Mentre in Francia il diritto all’aborto entra a far parte della Carta Costituzionale e in Italia si verificano attacchi furibondi, da parte delle associazioni “femministe”, a chiunque osi affermare il diritto alla vita del nascituro (definito sprezzantemente “feto galleggiante”), nel sottobosco silenzioso (e volutamente oscurato dalla informazione mainstream) della società civile, germogliano e crescono iniziative di sostegno alla natalità che meritano di essere conosciute. In particolare, la rete denominata “Culle per la vita”, che è presente in diverse regioni italiane come pure in alcuni paesi europei (Germania, Repubblica Ceca, Slovacchia, Ungheria. Ed è di queste ultime ore la notizia che una culla termica per neonati indesiderati sarà allestita anche nella Repubblica di San Marino) è, in sostanza, un'edizione moderna di quella che era la “ruota degli esposti”.
Vale la pena, per comprendere meglio il valore della iniziativa, fare un breve excursus storico. Anticamente il termine «esposto» stava per «neonato abbandonato». Nell’antica Roma, il padre che non desiderava riconoscere il proprio figlio, lo esponeva al pubblico presso la «columna lactaria», ove si recavano le donne che, non potendo avere figli o che comunque desideravano farsene carico, erano pronte a prendersi cura del piccolo esposto, adottandolo.
Con l’avvento del cristianesimo ed in particolare da Costantino in poi, i bambini abbandonati vennero presi in carico dalla stessa comunità cristiana e gli infanticidi potevano comportare la pena di morte per l’uccisore. Nascevano intanto i brefotrofi, in Medio Oriente come in Occidente, e a Milano nel 787 fu istituito il primo ospizio per i neonati abbandonati. La prima ruota degli esposti nacque nel 1188 in Francia presso l’ospedale dei Canonici di Marsiglia, seguita poco dopo da quella di Aix en Provence e di Tolone, e in origine fu ideata per proteggere gli esposti dai cani. Si trattava di un piccolo cilindro di legno, ruotante su un perno, collocato nella facciata dell’edificio – generalmente facente capo a una congregazione religiosa - dove veniva posto il neonato. Un campanello avvisava che il cilindro stava ruotando all’interno dell’ospizio e lì il neonato veniva preso dalle mani amorevoli della custode di turno, la «rotara», che prestava i primi soccorsi.
La ruota comparve in Italia nei medesimi anni, grazie a Papa Innocenzo III che, impressionato dai tanti cadaverini che venivano raccolti dai pescatori nel Tevere, volle che presso l’Ospedale di Santo Spirito in Sassia, da lui istituito, fossero accolti gli esposti. All’inizio della seconda metà dell’Ottocento si contavano nel nostro Paese circa 1.200 ruote. Si trattava, come è evidente, di uno strumento semplicissimo ma di enorme valore umano, che faceva fronte con carità alle conseguenze di possibili gravidanze indesiderate o alla impossibilità da parte della famiglia di sostenere un figlio in più, date anche le condizioni di povertà estrema allora diffusa.

=====

> **CONSEGNA**:
Rispondi a queste domande sul testo dedicato alla ruota degli esposti:
1. In quale città e in quale anno nacque la prima ruota degli esposti?
2. Come si chiamava il luogo dell'antica Roma in cui il padre esponeva il figlio che non voleva riconoscere?
3. Quante ruote si contavano in Italia all'inizio della seconda metà dell'Ottocento?

> **DATI**:
=====

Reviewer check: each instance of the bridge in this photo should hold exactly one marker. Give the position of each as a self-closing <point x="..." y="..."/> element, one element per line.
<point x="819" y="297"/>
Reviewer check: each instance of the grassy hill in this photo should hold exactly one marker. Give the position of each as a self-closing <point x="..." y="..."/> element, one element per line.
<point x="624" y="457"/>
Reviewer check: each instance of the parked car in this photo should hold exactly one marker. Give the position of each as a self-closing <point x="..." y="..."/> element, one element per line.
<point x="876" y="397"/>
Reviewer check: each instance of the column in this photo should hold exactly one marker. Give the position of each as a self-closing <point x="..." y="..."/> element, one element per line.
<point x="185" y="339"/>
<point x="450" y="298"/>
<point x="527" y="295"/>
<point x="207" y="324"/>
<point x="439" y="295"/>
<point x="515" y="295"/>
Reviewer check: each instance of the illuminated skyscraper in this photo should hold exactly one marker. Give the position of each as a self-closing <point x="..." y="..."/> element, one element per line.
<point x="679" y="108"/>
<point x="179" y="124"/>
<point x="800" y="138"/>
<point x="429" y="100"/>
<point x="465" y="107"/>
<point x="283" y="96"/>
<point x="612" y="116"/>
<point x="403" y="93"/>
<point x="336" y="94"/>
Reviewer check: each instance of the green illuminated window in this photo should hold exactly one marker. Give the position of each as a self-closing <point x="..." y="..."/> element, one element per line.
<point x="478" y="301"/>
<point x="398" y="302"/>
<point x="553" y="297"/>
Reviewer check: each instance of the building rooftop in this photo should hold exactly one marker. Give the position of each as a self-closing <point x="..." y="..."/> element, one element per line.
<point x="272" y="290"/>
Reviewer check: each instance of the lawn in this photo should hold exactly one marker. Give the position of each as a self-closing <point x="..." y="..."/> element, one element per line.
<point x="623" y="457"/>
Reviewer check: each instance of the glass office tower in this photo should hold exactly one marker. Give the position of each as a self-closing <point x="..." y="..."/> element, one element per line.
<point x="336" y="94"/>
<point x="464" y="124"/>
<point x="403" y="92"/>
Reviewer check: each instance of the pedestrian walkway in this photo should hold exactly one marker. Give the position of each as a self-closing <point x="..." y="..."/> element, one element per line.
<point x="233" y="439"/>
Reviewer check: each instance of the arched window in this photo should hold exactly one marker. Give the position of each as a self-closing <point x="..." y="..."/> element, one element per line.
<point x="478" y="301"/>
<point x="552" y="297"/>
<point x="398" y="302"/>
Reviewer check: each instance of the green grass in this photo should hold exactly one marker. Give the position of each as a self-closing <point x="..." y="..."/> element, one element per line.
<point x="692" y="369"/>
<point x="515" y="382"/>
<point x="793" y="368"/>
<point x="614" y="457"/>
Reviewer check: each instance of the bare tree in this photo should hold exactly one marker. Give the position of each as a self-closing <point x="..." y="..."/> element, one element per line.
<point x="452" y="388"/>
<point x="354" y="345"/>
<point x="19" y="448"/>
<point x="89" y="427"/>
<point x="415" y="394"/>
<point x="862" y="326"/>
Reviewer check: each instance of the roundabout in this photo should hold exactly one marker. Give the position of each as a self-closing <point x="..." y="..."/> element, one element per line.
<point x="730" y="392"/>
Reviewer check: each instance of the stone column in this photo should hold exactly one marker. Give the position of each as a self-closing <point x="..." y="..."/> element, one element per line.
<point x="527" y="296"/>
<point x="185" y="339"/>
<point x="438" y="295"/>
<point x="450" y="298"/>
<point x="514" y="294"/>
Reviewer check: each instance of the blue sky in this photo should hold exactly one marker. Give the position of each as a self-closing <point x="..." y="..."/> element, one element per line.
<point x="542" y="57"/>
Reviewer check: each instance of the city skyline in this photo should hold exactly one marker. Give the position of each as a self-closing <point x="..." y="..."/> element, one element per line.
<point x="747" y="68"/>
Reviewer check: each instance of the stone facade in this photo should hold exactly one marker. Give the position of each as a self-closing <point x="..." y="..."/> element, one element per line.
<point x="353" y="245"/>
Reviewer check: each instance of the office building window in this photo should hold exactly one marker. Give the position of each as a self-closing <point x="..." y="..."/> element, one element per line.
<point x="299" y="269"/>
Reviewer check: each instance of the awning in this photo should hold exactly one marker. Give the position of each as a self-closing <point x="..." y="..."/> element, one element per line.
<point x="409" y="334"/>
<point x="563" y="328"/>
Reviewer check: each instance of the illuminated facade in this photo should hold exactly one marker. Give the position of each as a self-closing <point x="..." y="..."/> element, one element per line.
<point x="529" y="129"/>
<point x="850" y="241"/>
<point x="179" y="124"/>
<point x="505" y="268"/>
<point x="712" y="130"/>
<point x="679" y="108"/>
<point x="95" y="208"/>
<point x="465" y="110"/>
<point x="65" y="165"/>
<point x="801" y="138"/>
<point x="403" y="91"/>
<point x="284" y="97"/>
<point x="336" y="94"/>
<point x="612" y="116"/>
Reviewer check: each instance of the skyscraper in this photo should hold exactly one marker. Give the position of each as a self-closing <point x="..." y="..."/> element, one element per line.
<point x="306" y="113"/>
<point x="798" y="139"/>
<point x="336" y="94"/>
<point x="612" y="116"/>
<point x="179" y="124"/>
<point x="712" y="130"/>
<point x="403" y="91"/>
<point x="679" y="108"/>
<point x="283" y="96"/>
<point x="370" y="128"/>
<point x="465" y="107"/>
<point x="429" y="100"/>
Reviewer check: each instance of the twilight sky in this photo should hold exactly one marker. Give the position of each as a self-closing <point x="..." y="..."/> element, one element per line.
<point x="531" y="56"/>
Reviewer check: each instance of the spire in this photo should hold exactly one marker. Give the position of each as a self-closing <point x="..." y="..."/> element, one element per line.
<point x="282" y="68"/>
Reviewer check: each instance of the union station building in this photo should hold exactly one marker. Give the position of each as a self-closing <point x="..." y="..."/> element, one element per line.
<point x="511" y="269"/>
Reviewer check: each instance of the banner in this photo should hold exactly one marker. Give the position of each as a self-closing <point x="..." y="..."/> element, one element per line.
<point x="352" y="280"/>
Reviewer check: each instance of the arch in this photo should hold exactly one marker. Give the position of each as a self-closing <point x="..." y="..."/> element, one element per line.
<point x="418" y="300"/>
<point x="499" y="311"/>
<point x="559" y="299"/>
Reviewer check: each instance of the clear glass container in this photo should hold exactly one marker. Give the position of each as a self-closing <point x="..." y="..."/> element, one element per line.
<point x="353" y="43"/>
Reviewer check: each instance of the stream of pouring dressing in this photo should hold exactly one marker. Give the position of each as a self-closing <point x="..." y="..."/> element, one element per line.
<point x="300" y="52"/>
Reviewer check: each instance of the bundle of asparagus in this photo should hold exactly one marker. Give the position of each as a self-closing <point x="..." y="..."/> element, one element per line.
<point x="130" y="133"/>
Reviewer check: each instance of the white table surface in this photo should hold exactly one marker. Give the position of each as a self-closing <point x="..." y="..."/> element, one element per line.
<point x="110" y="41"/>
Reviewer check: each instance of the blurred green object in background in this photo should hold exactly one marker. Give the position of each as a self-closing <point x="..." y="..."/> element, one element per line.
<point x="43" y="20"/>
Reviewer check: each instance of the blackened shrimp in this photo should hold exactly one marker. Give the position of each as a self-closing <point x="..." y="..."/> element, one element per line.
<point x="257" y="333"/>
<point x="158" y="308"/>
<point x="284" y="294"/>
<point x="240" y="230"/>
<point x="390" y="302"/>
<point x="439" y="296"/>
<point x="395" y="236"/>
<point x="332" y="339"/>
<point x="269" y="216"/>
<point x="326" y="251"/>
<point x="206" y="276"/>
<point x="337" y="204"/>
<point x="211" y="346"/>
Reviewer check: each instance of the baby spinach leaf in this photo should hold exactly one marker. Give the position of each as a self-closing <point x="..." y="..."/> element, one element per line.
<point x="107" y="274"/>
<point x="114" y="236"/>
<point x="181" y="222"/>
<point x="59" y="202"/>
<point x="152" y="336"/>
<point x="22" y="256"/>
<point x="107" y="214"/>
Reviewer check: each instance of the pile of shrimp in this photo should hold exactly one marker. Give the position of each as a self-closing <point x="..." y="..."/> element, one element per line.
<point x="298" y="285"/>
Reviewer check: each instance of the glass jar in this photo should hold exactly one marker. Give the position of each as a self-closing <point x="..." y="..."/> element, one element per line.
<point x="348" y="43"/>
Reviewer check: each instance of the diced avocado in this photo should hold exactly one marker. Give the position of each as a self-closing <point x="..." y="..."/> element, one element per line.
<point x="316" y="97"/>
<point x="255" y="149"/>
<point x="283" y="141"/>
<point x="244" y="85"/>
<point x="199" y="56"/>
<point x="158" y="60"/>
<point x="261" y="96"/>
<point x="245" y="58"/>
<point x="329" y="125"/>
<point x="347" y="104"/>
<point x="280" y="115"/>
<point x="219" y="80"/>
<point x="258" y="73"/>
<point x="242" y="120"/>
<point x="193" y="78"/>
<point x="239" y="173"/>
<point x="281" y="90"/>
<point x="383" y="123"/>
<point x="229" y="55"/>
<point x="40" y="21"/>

=====

> **RISPOSTA**:
1. A Marsiglia, nel 1188.
2. La «columna lactaria».
3. Circa 1.200.